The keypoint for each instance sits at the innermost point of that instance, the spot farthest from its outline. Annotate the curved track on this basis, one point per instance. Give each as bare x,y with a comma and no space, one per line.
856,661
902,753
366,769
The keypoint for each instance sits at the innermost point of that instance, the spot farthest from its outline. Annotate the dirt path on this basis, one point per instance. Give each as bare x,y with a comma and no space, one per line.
········
THE TASK: Your task is to retype all the records above with nothing left out.

EXPECTED OUTPUT:
The keypoint for each instance sits at the innermost point of that instance, the spot farthest from its outline. Annotate the curved track on this basis, one point per instance. Give each as bare x,y with a comma and no space, one per line.
856,661
902,753
366,769
The keypoint for each instance sits at the innermost point of that instance, the spot farthest from its outline. Annotate the dirt path on this basis, one point per instance. Give each as bare x,y with a comma and no space, one per line.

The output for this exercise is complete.